OPDRACHT:
Tel hoeveel regels van de lijst hieronder de tekenreeks "path" bevatten, waarbij hoofdletters en kleine letters verschillend tellen. Geef alleen het aantal.

++++ DATASETGEGEVENS ++++

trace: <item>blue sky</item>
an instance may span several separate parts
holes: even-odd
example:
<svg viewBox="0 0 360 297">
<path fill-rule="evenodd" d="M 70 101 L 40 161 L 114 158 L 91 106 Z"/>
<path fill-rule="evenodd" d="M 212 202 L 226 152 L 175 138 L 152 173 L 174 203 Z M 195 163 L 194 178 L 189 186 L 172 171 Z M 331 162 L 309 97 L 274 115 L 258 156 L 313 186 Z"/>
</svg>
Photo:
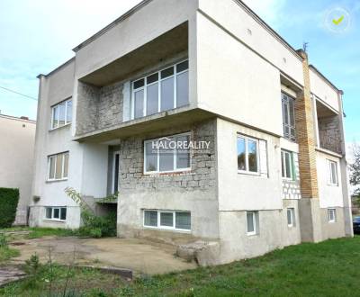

++++

UITGEWERKT ANTWOORD:
2